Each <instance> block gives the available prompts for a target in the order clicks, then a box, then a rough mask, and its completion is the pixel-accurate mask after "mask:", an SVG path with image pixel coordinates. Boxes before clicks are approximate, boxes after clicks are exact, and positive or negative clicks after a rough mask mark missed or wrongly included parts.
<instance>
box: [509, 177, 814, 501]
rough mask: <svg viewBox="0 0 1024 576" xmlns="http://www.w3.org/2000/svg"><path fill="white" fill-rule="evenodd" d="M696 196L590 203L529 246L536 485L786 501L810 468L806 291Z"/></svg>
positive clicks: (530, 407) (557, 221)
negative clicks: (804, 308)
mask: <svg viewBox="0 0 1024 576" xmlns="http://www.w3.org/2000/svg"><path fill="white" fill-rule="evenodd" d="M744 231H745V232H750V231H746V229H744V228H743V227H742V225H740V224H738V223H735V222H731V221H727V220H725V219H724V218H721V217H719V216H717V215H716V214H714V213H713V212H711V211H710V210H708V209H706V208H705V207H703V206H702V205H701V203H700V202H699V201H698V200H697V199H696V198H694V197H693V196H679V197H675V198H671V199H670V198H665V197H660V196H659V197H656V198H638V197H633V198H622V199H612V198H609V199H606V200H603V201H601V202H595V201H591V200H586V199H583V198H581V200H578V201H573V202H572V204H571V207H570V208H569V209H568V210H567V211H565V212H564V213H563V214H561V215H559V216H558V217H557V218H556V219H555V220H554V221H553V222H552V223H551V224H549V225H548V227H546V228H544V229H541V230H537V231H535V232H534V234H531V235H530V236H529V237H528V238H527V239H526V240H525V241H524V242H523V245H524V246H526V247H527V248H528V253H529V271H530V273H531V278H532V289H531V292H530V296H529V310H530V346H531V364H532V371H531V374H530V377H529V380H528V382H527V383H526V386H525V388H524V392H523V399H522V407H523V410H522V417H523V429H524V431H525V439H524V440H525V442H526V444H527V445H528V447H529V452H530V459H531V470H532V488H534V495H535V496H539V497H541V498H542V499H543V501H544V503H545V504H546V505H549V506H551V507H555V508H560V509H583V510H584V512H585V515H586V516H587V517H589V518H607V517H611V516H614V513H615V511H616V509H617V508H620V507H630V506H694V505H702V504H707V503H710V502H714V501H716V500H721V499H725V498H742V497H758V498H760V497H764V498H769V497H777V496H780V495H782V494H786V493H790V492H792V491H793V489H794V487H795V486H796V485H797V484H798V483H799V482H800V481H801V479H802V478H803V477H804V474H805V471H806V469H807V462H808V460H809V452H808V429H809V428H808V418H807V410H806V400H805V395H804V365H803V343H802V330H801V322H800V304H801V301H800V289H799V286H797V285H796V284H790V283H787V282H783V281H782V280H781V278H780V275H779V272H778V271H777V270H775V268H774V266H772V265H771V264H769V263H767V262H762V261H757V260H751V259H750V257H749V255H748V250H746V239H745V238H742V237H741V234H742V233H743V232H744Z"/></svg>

────────────────────────────────────────

* [Problem to work on]: Copy the entries above, replacing each occurrence of "rough mask" with "coarse mask" and keeping every other character the same.

* [Your solution]:
Each <instance> block gives the available prompts for a target in the order clicks, then a box, then a coarse mask, and its completion is the pixel-accurate mask after "mask:", an SVG path with image pixel coordinates. Boxes before clicks are approximate, boxes after clicks are exact, and positive or negative clicks after a coarse mask mark missed or wrongly included parts.
<instance>
box: [509, 177, 814, 501]
coarse mask: <svg viewBox="0 0 1024 576" xmlns="http://www.w3.org/2000/svg"><path fill="white" fill-rule="evenodd" d="M696 196L590 203L529 246L536 485L786 501L810 468L806 291Z"/></svg>
positive clicks: (530, 407) (557, 221)
negative clicks: (804, 308)
mask: <svg viewBox="0 0 1024 576" xmlns="http://www.w3.org/2000/svg"><path fill="white" fill-rule="evenodd" d="M744 231H745V232H750V231H746V229H744V228H743V227H742V225H740V224H738V223H735V222H731V221H727V220H725V219H724V218H721V217H719V216H717V215H716V214H714V213H713V212H711V211H710V210H708V209H706V208H705V207H703V206H702V205H701V203H700V202H699V201H698V200H697V199H696V198H694V197H693V196H679V197H675V198H671V199H670V198H665V197H660V196H659V197H656V198H638V197H633V198H622V199H612V198H609V199H606V200H603V201H601V202H595V201H591V200H586V199H583V198H581V200H578V201H573V202H572V204H571V207H570V208H569V209H568V210H567V211H565V212H564V213H563V214H561V215H559V216H558V217H557V218H556V219H555V220H554V221H553V222H552V223H551V224H549V225H548V227H546V228H544V229H541V230H537V231H535V232H534V234H531V235H530V236H529V237H528V238H527V239H526V240H525V241H524V242H523V245H524V246H526V247H527V248H528V253H529V271H530V273H531V278H532V289H531V292H530V296H529V310H530V346H531V364H532V371H531V374H530V377H529V380H528V382H527V383H526V386H525V388H524V392H523V399H522V407H523V410H522V417H523V429H524V431H525V439H524V440H525V442H526V444H527V445H528V447H529V452H530V459H531V470H532V488H534V495H535V496H539V497H541V498H542V499H543V501H544V503H545V504H546V505H549V506H551V507H555V508H560V509H583V510H584V512H585V515H586V516H587V517H589V518H607V517H611V516H614V513H615V511H616V509H617V508H620V507H630V506H694V505H702V504H707V503H710V502H714V501H716V500H721V499H725V498H742V497H758V498H760V497H764V498H769V497H777V496H780V495H782V494H786V493H790V492H792V491H793V489H794V487H795V486H796V485H797V484H798V483H799V482H800V481H801V479H802V478H803V477H804V474H805V471H806V469H807V462H808V460H809V452H808V429H809V428H808V418H807V410H806V400H805V395H804V365H803V343H802V330H801V322H800V304H801V301H800V289H799V286H797V285H796V284H790V283H787V282H783V281H782V280H781V278H780V275H779V272H778V271H777V270H775V268H774V266H772V265H771V264H769V263H767V262H762V261H757V260H751V259H750V257H749V255H748V250H746V239H745V238H742V237H741V234H742V233H743V232H744Z"/></svg>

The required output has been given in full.